Text-to-region grounding data
===============

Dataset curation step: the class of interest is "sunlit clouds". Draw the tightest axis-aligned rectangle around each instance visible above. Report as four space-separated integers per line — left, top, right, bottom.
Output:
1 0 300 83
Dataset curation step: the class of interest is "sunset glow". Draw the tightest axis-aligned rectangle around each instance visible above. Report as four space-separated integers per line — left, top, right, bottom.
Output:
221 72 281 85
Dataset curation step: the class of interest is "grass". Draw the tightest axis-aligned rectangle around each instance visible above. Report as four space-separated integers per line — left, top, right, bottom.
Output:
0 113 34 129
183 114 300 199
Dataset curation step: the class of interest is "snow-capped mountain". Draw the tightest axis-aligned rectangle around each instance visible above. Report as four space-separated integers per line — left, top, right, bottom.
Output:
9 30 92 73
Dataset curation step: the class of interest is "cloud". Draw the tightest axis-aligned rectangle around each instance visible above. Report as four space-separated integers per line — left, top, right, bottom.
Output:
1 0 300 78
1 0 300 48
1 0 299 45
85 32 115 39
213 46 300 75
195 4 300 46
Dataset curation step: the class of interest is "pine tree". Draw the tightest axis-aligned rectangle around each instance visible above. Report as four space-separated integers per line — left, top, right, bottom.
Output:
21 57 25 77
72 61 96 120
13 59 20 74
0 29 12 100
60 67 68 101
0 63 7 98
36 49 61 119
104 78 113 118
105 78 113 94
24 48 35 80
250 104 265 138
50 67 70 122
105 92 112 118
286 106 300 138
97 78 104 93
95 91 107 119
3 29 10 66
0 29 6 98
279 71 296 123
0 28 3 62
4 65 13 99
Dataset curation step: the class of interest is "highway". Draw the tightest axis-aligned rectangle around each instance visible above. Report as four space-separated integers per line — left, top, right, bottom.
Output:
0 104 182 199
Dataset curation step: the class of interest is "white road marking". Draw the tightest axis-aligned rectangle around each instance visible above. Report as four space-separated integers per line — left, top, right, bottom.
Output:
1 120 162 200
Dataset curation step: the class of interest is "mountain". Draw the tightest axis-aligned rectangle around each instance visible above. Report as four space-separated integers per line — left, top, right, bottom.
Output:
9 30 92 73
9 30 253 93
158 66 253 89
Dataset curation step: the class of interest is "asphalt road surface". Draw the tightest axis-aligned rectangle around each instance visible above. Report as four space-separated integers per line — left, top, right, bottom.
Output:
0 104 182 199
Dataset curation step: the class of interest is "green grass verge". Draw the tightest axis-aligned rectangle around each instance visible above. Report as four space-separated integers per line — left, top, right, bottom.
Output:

===============

**Try it:**
Go through the records and copy each line with "road" in it.

**Output of the exercise:**
Dataset curation step: the class of interest is "white road marking". Draw the tightest axis-aligned rectangle around each instance visible above. Report as four space-separated integers per line — left, top, right, bottom.
Dataset curation step: the class of interest is "asphalt road surface". Draw the tightest axis-aligned rectangle around each instance visible above. Report as four space-separated integers per line — left, top, right, bottom.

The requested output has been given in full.